- [Entries taken from a collection]:

————

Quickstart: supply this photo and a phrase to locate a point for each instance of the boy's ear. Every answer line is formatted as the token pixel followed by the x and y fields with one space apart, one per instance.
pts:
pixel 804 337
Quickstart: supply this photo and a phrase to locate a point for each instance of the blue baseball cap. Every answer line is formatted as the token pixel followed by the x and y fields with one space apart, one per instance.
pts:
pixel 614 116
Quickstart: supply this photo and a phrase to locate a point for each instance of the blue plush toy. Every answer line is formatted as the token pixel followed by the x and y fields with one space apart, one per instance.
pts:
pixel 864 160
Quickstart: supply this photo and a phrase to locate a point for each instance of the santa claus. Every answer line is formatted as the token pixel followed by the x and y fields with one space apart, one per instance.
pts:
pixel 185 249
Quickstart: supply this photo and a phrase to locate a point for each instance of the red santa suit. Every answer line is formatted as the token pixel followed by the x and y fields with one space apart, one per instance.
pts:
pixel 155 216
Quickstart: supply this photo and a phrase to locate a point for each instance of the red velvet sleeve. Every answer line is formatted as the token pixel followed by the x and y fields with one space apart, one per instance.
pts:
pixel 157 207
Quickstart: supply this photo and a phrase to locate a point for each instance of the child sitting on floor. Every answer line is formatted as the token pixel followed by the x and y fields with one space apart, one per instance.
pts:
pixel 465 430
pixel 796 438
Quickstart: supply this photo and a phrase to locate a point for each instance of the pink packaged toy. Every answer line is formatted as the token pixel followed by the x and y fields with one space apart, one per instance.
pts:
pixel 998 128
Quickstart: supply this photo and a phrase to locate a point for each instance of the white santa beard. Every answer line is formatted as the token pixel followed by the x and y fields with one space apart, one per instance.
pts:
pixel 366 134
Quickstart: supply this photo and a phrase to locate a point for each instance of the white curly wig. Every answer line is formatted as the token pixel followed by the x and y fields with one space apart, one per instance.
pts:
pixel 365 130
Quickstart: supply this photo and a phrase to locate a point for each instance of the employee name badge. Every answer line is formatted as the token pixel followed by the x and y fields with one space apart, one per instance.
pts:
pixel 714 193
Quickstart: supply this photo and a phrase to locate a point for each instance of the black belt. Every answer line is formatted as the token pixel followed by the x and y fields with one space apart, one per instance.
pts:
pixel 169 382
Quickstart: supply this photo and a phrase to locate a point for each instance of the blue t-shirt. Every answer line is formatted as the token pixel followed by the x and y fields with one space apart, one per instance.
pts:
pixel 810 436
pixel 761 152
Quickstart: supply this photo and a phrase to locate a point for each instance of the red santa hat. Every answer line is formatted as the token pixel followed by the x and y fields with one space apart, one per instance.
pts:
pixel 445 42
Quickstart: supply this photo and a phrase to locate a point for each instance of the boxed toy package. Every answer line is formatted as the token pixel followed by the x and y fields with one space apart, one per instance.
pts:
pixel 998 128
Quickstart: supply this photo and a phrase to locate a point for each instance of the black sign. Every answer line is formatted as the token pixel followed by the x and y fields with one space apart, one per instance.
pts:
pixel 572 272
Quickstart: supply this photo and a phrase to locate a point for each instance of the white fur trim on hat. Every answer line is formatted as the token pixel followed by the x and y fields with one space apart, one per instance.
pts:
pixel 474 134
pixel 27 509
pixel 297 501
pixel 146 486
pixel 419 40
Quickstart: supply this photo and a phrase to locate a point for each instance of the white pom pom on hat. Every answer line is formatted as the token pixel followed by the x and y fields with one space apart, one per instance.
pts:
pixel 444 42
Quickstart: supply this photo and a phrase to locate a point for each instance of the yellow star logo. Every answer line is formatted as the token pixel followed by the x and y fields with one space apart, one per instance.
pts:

————

- [Task item]: Each record must be repeated exactly as it appears above.

- [Response area]:
Quickstart: supply this photo and a phrase to locate a point for each instance of the boy's ear. Every answer line is formatted as the token pixel followed by the x and y fields with one space apart, one per instance.
pts:
pixel 804 337
Quickstart: supply this photo and a phrase to locate a point for each instance of the blue baseball cap. Every answer line is formatted as the token pixel followed by the x and y fields with one space apart, one per instance.
pts:
pixel 614 116
Quickstart: supply this photo and a phrase to locate a point for each instance of the blue plush toy. Every answer line is formatted as the token pixel followed by the x and y fields with one space apart, one per instance.
pts:
pixel 864 160
Quickstart: supply this photo and a phrase to locate a point for each instance of the santa claus. Every answer line is formatted as the token pixel followed by the x and y fields with one space apart, one per instance.
pts:
pixel 185 249
Quickstart: supply this photo and a phrase to locate a point for each instance of the red santa suit. Every answer line is formatted as the token pixel followed by the x and y fields with one space apart, one per instance.
pts:
pixel 155 216
Quickstart: supply this photo and a phrase to locate a point for each instance of the red velvet sleeve. Every answer line is formatted as the token pixel followed by the x and y fields with one space apart, one per instance.
pts:
pixel 157 207
Quickstart: supply this photo and a phrase to locate a point for each instance of the child sitting on floor. Every answer line is formatted as the token pixel followed by the x and y fields with one space apart, one per instance.
pts:
pixel 465 430
pixel 796 438
Quickstart: supply this photo and a phrase to locate a point for each instance of the pink packaged toy. Every answer line is formatted as the token pixel followed by the x and y fields with one space apart, one per instance.
pts:
pixel 998 128
Quickstart: supply this photo and a phrase to locate a point for each instance of the white santa beard. Every answer line is formatted as the token pixel followed by the x and y fields with one space apart, one per instance.
pts:
pixel 366 134
Quickstart: supply this photo and a phrase to locate a point for each instance of the white curly wig. Every answer line is formatted as the token pixel followed by the x and y fields with one space apart, one per instance.
pts:
pixel 365 130
Quickstart: supply this photo and a phrase to locate a point for each instance of the employee name badge. Every answer line is formatted as the token pixel followed by the x and y fields with one space apart, one per instance.
pts:
pixel 714 193
Quickstart: supply this photo and a phrase to locate a point for each instance of the black belt. Every answer line is formatted as the token pixel followed by the x and y fields with one space apart, one per instance.
pts:
pixel 169 382
Quickstart: supply this photo and a phrase to locate a point for each instance of the blue t-shirt. Every answer line is formatted as the token pixel followed by the x and y fields with one space apart, one per instance.
pts:
pixel 810 436
pixel 761 152
Quickstart: supply this photo and a phrase to locate a point for each instance of the red santa hat. Every answer line is formatted as the token pixel followed by the x and y fields with one space apart, one per instance.
pts:
pixel 445 42
Quickstart: supply this photo and a phrase to locate a point for each instance of the boxed toy package. Every answer line is formatted as the token pixel followed by the x and y fields with one space apart, one per instance.
pts:
pixel 998 128
Quickstart: supply this photo and a phrase to locate a point for each instance of the black sign. Every answer line is formatted as the token pixel followed by the x and y fields with one space apart, one per instance.
pts:
pixel 572 272
Quickstart: supply this photo and a phrase to locate a point for each instance of the white fur trim on hat. Every answer line is formatted as the token pixel followed by the x and y fields with one space apart, one per instance.
pts:
pixel 474 134
pixel 27 509
pixel 297 501
pixel 146 486
pixel 419 40
Quickstart: supply this photo and a phrase to locate a point for each instance of the white pom pom on hat. Every answer line is formatted as the token pixel followed by the x and y fields with one space apart, one per instance.
pts:
pixel 444 42
Quickstart: supply this photo and a phrase to locate a point for each instance of the yellow star logo. Every answer line is formatted as the token pixel followed by the x and y fields with one space apart, one per instance.
pts:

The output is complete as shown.